§ **Work item**: Each line of the data that includes the string "below" is to be copied out.
● ● ● ● ● ● ●
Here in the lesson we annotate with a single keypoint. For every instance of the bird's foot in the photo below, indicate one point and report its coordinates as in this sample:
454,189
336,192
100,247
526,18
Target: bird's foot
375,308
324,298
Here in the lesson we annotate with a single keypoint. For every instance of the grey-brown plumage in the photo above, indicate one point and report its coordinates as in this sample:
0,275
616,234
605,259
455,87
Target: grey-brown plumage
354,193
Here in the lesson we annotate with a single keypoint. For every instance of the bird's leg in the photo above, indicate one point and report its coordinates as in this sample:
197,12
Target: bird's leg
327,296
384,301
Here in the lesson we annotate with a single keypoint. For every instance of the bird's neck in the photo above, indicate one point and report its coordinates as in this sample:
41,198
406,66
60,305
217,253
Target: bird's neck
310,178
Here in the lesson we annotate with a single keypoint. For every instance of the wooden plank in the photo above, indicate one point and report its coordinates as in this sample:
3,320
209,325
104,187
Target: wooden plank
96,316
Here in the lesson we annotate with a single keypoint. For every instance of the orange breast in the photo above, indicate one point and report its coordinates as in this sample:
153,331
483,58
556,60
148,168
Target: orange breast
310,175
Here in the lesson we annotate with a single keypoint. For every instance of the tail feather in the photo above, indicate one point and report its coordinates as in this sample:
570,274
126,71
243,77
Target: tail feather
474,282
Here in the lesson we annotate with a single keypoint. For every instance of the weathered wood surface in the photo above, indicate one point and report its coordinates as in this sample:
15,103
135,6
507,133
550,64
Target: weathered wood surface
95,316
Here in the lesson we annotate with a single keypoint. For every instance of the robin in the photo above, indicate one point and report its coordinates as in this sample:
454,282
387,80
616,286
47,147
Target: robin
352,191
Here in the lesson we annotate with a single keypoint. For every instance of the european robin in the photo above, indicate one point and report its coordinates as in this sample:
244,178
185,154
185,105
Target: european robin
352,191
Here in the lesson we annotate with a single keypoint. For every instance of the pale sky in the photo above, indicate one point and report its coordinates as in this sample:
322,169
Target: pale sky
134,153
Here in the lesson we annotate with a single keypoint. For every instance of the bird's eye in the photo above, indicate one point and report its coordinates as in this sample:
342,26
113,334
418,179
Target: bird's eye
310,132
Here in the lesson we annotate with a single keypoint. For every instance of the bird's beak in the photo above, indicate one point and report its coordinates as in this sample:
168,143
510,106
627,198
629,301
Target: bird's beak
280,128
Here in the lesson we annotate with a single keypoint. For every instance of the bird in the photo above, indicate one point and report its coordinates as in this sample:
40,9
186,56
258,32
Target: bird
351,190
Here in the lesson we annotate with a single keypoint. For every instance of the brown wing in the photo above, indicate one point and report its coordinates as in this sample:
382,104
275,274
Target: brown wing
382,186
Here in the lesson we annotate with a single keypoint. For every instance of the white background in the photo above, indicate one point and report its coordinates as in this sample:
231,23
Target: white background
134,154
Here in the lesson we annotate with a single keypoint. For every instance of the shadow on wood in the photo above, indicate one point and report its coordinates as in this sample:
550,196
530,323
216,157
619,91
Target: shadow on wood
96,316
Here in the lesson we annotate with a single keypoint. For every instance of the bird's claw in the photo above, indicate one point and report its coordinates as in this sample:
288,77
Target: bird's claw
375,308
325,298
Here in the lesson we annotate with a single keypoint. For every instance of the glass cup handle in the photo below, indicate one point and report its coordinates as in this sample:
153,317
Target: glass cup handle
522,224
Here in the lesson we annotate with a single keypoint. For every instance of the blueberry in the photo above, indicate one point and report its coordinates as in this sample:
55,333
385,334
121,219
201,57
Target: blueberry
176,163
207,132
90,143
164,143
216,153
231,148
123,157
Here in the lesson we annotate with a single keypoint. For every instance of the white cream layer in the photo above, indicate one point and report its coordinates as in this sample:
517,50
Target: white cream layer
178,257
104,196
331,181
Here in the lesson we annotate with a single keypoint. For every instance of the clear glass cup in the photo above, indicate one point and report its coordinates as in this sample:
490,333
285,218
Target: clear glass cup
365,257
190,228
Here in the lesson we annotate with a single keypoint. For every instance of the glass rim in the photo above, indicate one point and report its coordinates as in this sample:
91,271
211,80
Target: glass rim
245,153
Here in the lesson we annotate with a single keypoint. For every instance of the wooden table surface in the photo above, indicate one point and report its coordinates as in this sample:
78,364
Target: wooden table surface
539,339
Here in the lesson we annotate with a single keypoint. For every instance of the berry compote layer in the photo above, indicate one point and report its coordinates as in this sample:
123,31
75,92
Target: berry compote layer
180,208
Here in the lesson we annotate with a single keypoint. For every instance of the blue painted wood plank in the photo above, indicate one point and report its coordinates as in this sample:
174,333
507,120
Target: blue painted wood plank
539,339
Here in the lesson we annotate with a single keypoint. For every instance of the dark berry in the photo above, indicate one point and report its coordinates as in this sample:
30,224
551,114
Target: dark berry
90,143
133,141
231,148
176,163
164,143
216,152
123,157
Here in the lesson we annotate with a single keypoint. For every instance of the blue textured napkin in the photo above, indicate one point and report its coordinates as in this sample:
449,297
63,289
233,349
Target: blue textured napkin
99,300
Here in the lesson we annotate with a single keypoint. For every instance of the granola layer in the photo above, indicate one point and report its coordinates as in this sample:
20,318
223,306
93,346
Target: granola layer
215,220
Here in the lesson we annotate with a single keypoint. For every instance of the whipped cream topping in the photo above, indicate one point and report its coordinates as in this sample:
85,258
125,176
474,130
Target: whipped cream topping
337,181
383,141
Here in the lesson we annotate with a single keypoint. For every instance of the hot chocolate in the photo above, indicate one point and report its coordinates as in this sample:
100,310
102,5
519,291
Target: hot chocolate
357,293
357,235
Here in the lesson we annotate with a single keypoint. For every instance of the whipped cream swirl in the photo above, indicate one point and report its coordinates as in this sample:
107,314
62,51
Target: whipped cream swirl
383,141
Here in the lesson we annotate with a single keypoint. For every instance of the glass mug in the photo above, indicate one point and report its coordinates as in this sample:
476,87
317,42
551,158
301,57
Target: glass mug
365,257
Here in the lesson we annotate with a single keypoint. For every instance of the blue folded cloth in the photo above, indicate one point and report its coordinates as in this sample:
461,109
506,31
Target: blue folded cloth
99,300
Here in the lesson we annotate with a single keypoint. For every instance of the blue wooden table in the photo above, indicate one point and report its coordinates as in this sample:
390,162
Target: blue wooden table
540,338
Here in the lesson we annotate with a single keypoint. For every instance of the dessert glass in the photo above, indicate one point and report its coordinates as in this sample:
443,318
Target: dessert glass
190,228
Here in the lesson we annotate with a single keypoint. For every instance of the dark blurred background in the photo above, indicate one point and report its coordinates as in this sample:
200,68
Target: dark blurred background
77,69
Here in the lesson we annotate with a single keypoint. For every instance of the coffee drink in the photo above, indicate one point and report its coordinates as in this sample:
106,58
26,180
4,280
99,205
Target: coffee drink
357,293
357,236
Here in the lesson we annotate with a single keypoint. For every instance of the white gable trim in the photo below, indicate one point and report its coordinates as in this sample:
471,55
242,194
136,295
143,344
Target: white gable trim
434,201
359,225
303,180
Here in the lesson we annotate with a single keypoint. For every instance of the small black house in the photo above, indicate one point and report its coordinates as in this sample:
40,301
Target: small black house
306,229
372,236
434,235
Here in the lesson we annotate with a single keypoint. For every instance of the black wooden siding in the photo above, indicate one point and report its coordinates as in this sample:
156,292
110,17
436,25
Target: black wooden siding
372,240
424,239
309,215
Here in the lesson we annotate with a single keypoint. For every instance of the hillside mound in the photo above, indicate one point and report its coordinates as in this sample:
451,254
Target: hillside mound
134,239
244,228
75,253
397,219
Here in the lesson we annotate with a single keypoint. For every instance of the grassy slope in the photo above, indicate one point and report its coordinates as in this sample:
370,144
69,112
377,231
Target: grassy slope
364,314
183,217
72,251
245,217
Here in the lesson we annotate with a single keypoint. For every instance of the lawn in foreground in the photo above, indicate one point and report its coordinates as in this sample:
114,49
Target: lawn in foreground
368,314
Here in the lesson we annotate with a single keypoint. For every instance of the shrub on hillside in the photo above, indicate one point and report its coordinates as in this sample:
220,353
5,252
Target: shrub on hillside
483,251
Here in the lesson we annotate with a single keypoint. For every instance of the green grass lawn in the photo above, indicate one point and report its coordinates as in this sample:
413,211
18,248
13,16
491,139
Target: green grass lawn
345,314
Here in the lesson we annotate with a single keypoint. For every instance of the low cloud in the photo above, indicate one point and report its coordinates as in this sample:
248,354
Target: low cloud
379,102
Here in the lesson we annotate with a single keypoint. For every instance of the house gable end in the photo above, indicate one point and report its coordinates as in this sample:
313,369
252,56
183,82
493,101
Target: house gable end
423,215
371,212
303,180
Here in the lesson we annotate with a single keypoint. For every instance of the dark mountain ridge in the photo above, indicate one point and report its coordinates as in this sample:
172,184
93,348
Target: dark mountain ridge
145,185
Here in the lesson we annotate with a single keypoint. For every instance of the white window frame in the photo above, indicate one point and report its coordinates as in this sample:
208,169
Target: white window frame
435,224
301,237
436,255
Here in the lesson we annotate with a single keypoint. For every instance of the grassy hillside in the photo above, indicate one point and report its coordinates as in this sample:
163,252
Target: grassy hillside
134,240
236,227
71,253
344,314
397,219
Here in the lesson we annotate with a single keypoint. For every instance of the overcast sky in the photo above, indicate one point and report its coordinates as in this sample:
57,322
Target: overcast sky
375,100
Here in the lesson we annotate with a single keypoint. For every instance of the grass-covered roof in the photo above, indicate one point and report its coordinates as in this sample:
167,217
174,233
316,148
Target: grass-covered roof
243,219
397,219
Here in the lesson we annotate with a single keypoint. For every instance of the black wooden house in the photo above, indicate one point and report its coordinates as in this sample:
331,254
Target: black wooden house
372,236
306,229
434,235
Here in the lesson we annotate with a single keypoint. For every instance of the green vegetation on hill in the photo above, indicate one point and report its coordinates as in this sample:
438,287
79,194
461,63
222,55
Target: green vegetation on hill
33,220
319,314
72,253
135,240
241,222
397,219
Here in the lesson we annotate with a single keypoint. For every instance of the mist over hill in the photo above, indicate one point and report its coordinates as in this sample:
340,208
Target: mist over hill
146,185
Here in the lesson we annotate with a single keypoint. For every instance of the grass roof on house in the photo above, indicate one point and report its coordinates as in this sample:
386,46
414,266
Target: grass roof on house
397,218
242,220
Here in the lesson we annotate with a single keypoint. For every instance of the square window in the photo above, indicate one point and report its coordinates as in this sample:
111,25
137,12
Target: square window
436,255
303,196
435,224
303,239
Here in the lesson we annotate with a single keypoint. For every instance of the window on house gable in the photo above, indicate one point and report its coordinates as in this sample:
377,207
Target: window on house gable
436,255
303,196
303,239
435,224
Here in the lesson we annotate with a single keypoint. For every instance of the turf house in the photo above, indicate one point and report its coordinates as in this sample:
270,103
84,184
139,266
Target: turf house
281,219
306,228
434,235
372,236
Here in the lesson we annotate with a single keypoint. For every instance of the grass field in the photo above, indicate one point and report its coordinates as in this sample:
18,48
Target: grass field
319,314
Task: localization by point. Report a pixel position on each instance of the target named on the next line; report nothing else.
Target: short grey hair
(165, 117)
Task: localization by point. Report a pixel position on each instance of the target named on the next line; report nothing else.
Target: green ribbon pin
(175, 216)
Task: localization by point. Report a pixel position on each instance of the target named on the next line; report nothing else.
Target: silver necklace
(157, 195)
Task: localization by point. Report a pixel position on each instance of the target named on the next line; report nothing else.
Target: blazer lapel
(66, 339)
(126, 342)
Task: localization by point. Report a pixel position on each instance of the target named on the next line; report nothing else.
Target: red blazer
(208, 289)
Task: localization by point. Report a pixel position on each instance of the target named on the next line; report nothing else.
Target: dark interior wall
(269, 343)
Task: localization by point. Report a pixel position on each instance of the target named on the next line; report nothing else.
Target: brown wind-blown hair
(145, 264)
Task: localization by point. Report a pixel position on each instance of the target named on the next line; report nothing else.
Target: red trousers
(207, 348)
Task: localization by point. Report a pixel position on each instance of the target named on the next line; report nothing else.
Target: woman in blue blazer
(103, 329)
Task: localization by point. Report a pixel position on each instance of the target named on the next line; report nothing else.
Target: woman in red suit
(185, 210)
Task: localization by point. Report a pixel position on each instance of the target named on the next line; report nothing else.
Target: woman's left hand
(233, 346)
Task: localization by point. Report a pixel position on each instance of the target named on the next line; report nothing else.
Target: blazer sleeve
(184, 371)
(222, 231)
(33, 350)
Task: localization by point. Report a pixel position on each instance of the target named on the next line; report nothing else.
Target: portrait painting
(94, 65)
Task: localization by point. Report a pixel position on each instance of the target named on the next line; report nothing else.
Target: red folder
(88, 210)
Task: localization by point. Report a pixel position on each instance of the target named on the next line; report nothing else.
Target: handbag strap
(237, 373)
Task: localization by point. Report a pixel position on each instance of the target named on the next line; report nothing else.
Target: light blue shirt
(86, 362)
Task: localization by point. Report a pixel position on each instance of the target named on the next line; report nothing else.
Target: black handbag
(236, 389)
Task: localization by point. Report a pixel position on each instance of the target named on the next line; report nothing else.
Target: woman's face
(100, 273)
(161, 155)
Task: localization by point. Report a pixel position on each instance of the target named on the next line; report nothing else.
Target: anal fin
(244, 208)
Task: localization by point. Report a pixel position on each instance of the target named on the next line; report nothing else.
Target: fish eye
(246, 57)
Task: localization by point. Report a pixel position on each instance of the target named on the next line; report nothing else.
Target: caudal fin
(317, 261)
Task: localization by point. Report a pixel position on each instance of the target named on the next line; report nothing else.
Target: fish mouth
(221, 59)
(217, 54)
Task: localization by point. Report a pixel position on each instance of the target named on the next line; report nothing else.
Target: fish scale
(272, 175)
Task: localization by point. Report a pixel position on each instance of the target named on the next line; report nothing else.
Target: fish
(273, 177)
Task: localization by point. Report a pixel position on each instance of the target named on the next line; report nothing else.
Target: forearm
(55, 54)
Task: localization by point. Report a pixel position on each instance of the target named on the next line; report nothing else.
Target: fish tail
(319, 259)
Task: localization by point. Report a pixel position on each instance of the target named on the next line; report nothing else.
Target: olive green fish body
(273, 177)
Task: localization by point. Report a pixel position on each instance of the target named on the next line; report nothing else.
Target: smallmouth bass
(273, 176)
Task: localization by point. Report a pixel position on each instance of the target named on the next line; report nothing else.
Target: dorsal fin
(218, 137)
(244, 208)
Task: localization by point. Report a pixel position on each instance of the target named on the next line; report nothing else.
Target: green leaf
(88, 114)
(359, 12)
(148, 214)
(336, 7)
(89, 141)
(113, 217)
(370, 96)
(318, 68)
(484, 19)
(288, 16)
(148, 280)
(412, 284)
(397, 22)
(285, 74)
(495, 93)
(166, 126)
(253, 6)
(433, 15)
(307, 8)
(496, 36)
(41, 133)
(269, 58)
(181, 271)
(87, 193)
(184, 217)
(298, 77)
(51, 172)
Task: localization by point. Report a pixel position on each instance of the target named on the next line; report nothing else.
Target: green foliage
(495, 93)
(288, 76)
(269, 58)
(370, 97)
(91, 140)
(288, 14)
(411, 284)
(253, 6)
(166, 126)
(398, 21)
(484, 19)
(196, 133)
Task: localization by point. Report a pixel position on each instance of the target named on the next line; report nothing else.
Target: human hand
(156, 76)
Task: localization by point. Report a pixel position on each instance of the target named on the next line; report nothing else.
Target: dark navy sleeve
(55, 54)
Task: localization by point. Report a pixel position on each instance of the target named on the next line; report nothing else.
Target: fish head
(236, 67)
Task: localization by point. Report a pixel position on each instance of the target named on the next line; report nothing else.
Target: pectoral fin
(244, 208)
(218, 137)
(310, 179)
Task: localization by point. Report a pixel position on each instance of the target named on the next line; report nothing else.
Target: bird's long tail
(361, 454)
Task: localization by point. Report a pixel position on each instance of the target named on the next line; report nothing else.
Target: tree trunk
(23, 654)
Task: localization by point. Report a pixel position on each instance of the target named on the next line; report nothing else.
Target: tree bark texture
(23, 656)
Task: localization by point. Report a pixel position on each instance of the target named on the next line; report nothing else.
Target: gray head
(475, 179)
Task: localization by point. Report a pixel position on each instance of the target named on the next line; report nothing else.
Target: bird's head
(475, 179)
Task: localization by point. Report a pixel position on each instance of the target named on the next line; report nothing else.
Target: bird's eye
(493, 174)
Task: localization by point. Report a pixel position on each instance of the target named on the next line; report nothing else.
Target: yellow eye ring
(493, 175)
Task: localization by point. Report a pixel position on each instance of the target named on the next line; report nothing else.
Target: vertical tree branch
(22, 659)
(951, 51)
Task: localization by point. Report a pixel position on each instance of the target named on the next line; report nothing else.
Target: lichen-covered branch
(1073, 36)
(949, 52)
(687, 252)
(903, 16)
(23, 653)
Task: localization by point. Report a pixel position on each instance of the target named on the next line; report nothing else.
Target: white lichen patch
● ● ● ● ● ● ●
§ **Reply to the task**:
Here in the lesson we annotate with a single keypoint. For every instance of the bird's foot in the photo below, indicate one point and report its coordinates as in this sample:
Here in the lesson we annotate with a single keypoint. For every instance of the glass cup handle in the photo below, indicate one point and report its coordinates as in this sample:
Here in the lesson we annotate with a single keypoint. For every instance of the white gable trim in the photo below, indicate one point and report its coordinates as in this sample:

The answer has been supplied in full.